___ Brano scelto ___

Il DNSSEC è un'estensione del DNS che fornisce un sistema di attendibilità per i record DNS. Si tratta di un cambiamento importante per uno dei componenti principali di Internet. In questo articolo esaminiamo alcune delle complicazioni del DNSSEC e ciò che Cloudflare ha fatto per ridurre l'impatto negativo che potrebbero avere. I problemi principali sono l'esposizione del contenuto della zona, la gestione delle chiavi e l'impatto sugli attacchi di riflessione/amplificazione del DNS.
Il DNS è suddiviso in parti più piccole chiamate zone. Una zona inizia tipicamente con un nome di dominio e contiene tutti i record relativi ai sottodomini. Ogni zona è gestita da un singolo responsabile. Ad esempio, cloudflare.com è una zona che contiene tutti i record DNS per cloudflare.com e i suoi sottodomini (ad esempio, www.cloudflare.com, api.cloudflare.com).
Non esiste un servizio di directory per i sottodomini nel DNS, quindi se vuoi sapere se api.cloudflare.com esiste, dovrai chiedere questa informazione a un server DNS e questo server DNS a sua volta chiederà a cloudflare.com se api.cloudflare.com esiste. Ciò non si verifica con il protocollo DNSSEC. In alcuni casi, l'abilitazione del DNSSEC può rivelare contenuti di zona altrimenti oscurati. Non tutti si preoccupano della segretezza dei sottodomini e il contenuto della zona può già essere facilmente intuibile perché la maggior parte dei siti ha un sottodominio "www"; tuttavia, i sottodomini sono talvolta utilizzati come portali di login o altri servizi che il proprietario del sito vuole mantenere privati. Il proprietario del sito potrebbe non voler rivelare che "secretbackdoor.example.com" esiste per proteggere quel sito dagli autori di attacchi.
Il motivo per cui il DNSSEC può esporre i sottodomini è legato alla modalità di firma delle zone. Storicamente, il protocollo DNSSEC viene utilizzato per firmare le zone statiche. Una zona statica è un insieme completo di record per un determinato dominio. I record di firma DNSSEC vengono creati utilizzando le due chiavi Key Signing Key (KSK) e Zone Signing Key (ZSK) in una posizione centrale e vengono inviati al server autoritativo perché siano pubblicati. Questo insieme di record consente a un server autorevole di rispondere a qualsiasi domanda gli venga posta, comprese quelle relative a sottodomini che non esistono.
Quando un sottodominio non esiste, a differenza del DNS standard in cui il server restituisce una risposta NXDOMAIN (Non-Existent Domain) non firmata, DNSSEC garantisce che ogni risposta sia firmata. Ciò avviene con un record speciale che funge da prova di non esistenza, chiamato record NextSECure (NSEC). Un record NSEC può essere utilizzato per dire: "non ci sono sottodomini tra il sottodominio X e il sottodominio Y". Riempiendo il vuoto tra ogni dominio della zona, NSEC fornisce un modo per rispondere a qualsiasi domanda con un record statico. Il record NSEC elenca anche i tipi di record di risorse esistenti per ciascun nome.

___ Estratto dati ___

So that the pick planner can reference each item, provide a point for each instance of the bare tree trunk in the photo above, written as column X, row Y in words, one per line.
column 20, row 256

___

= Consegna =
Nel brano sul DNSSEC, qual è il nome del record speciale che funge da prova di non esistenza? Le righe non hanno alcun ruolo in questo lavoro.

= Risposta =
È il record NextSECure (NSEC).